*Exercise aim*: Once the line holding "[locate] baby's face" is found in the listing below, write it out and each later line exactly, up to and including the one holding "Target: baby's face".

*Task inputs*:
--- START ---

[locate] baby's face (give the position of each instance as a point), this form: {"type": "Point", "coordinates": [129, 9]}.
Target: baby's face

--- END ---
--- START ---

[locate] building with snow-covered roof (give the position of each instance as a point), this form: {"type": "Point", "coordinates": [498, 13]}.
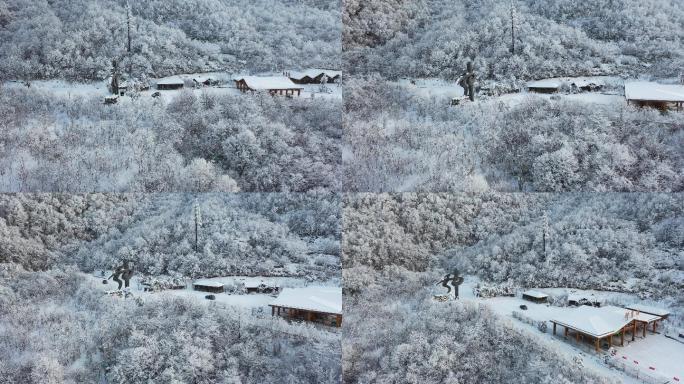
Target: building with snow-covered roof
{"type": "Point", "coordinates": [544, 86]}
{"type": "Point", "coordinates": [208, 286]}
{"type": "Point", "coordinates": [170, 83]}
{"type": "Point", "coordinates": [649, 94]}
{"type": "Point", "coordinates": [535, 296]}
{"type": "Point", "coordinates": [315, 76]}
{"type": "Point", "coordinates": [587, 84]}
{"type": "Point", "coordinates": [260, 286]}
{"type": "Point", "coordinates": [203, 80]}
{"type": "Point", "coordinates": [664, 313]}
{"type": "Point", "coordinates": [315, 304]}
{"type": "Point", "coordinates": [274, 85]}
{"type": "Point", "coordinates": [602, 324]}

--- END ---

*Solution for this task*:
[locate] baby's face (give the position of each instance as a point), this form: {"type": "Point", "coordinates": [129, 9]}.
Target: baby's face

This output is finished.